**DATA FOR ANALYSIS**
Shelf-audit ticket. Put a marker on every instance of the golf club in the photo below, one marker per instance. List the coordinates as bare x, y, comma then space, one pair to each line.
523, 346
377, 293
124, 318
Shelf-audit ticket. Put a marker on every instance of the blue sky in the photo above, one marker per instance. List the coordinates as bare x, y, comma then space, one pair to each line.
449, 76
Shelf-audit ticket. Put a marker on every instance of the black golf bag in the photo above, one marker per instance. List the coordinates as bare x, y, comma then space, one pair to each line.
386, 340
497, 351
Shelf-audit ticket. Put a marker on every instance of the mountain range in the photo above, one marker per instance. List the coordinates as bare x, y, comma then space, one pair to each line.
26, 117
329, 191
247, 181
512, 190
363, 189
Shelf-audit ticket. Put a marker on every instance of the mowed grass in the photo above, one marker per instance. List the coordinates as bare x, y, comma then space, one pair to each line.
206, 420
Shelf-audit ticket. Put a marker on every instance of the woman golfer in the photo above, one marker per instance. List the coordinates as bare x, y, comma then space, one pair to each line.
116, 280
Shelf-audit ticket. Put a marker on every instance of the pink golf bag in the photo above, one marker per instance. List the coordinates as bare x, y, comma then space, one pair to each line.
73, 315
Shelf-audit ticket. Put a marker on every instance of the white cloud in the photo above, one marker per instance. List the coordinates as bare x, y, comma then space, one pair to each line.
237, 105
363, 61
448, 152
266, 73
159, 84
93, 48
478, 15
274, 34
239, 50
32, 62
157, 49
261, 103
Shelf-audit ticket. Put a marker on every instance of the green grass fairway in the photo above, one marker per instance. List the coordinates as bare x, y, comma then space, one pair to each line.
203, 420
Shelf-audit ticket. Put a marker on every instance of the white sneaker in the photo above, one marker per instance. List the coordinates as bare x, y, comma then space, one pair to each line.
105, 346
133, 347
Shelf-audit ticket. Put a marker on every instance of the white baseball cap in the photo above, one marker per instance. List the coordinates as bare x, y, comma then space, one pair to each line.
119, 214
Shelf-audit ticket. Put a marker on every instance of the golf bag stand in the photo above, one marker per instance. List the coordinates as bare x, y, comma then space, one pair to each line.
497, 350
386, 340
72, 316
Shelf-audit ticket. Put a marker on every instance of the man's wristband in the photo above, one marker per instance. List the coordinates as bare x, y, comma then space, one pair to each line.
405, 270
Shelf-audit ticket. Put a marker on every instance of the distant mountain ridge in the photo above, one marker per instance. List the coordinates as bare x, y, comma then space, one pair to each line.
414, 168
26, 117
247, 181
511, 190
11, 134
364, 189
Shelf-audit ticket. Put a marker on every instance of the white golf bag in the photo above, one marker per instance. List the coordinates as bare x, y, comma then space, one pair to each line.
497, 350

**WHAT IS NEEDED**
Copy every line that appears above, with each word kept as it is.

**OUTPUT FOR THIS TASK**
Shelf-audit ticket. Put a marker on every instance of the golf club in the photo below, one marker per instance. List the coordinates as bare x, y, comma then space, one pair to each line.
523, 346
377, 293
124, 318
Shelf-audit ticket. Put a marker on every instance of the blue sky in the photo above, one marker per instance. List the coordinates as bare x, y, comma then space, one pair to each line.
449, 76
Shelf-audit ticket. Put a marker on every instance of the black golf bag in the photo above, one marker per instance. List the coordinates as bare x, y, comma then space, one pair to each line.
386, 340
497, 351
Shelf-audit ticket. Put a marker on every instance of the mountain range in the photo above, one marker per instance. List the coordinates as bare x, y, comma then space, one pair to each line.
26, 117
329, 191
247, 181
512, 190
363, 189
Shelf-audit ticket. Put a marker on every instance of the mowed grass in the photo above, one marker per instance. List the coordinates as bare x, y, comma then space, one pair to each line.
206, 420
Shelf-audit ticket. Put a marker on every instance of the woman golfer in the photo above, one marker per instance. List the coordinates as bare x, y, comma then space, one pair to each line.
116, 280
Shelf-audit ticket. Put a marker on every instance of the pink golf bag in the photo above, one marker per instance. List the coordinates as bare x, y, comma then space, one pair to each line.
73, 315
Shelf-audit ticket. Put a marker on every instance of the white cloud in the photo above, one marker per instance. List the coordinates as bare x, y, comma then space, one pair to each line.
237, 105
363, 61
448, 152
266, 73
159, 84
93, 48
478, 15
274, 34
239, 50
32, 62
157, 49
261, 103
Shelf-audit ticket. Put a marker on every instance of the green grass fairway in the photo above, one marker per instance. List the coordinates as bare x, y, comma then space, one pair to each line.
203, 420
Shelf-audit ticket. Put a marker on every instance of the white sneaker in the photo above, one marker per instance. List the coordinates as bare x, y, comma then space, one pair to each line.
105, 346
133, 347
Shelf-audit ticket. Put a marker on every instance of the white baseball cap in the photo above, one marker per instance. List the coordinates as bare x, y, comma then space, one pair to each line.
119, 214
Shelf-audit ticket. Put a marker on every instance of the golf bag stand in the photo above, one marker per instance. List the coordinates as bare x, y, comma then space, one pair to each line.
497, 350
386, 340
72, 316
Shelf-audit ticket. Put a marker on every instance of the man's wristband in the photo above, one marker per instance. List the coordinates as bare x, y, comma then space, one pair to each line.
405, 270
Shelf-audit ticket. Put a marker on every instance of the distant mountain ridge in the photo above, one marker per instance. List the coordinates as bare x, y, comma then space, one pair to each line.
414, 168
26, 117
247, 181
511, 190
11, 134
364, 189
Shelf-audit ticket. Put a marker on every instance of the white golf bag in the photo above, one marker per instance. List the coordinates as bare x, y, comma then space, one pair to each line.
497, 350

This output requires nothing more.